Hoge Raad: Inzet Wbbbg voor avondklok was juridisch toelaatbaar
Arrest
Rechtsgebieden
Essentie
De Hoge Raad oordeelt dat een pandemie kan vallen onder 'buitengewone omstandigheden' in de Wet buitengewone bevoegdheden burgerlijk gezag (Wbbbg). De inzet van de Wbbbg is niet ondergeschikt aan de mogelijkheid van een spoedwet; de wetgever kende deze bevoegdheid bewust toe.
Samenvatting feiten
Naar aanleiding van een OMT-advies over nieuwe, besmettelijkere virusvarianten, besloot het kabinet een avondklok in te stellen. Na een spoeddebat in de Tweede Kamer werd hiervoor de Wet buitengewone bevoegdheden burgerlijk gezag (Wbbbg) geactiveerd. De avondklok werd per ministeriële regeling ingevoerd. Viruswaarheid c.s. vorderden in kort geding de buitenwerkingstelling van de maatregel, stellende dat de Staat onrechtmatig handelde door de Wbbbg te gebruiken. De voorzieningenrechter wees de vordering toe, waarna de Staat in hoger beroep ging.

## [Opgeslagen gegevens]
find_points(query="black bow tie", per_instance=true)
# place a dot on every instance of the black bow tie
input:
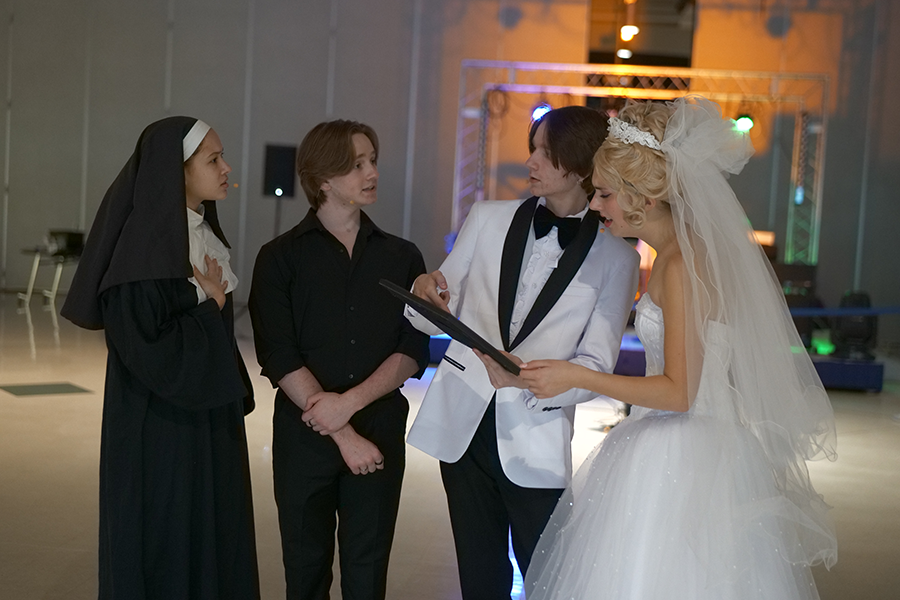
(544, 221)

## [Voltooi het volgende]
(a) Welke partijen doen in het deel "Samenvatting feiten" van de leestekst over de avondklok zelf iets als onderwerp van de zin? Noem ze allemaal.
(b) Schrijf de leestekst over de avondklok verder na de laatste zin.

## [Antwoorden per opdracht]
(a) Het kabinet, Viruswaarheid c.s., de voorzieningenrechter en de Staat.

(b)
Cassatieberoep door
Het cassatieberoep is ingesteld door Viruswaarheid c.s.
Rechtsvraag
De centrale rechtsvragen zijn of de coronapandemie kwalificeert als een 'buitengewone omstandigheid' in de zin van art. 1 Wbbbg die de inzet van deze wet rechtvaardigt, en of de Staat deze noodwet mocht toepassen, ook als het mogelijk was geweest om via een spoedwetgevingsprocedure een avondklok in te voeren. In essentie gaat het om de reikwijdte van de Wbbbg en de subsidiariteit van de daarin opgenomen noodbevoegdheden ten opzichte van reguliere of versnelde wetgeving.
Uitspraak Hoge Raad
De Hoge Raad verwerpt het cassatieberoep. Hij oordeelt dat de rechtsopvatting dat een pandemie niet onder 'buitengewone omstandigheden' valt, onjuist is. De wetgever heeft dit begrip bewust ruim gelaten. Verder oordeelt de Hoge Raad dat de Wbbbg geen vereiste kent dat het onmogelijk moet zijn om via een spoedwet te handelen. De regering was dus bevoegd de Wbbbg in te zetten voor de avondklok, zonder voorafgaande parlementaire instemming via een wetgevingsproces.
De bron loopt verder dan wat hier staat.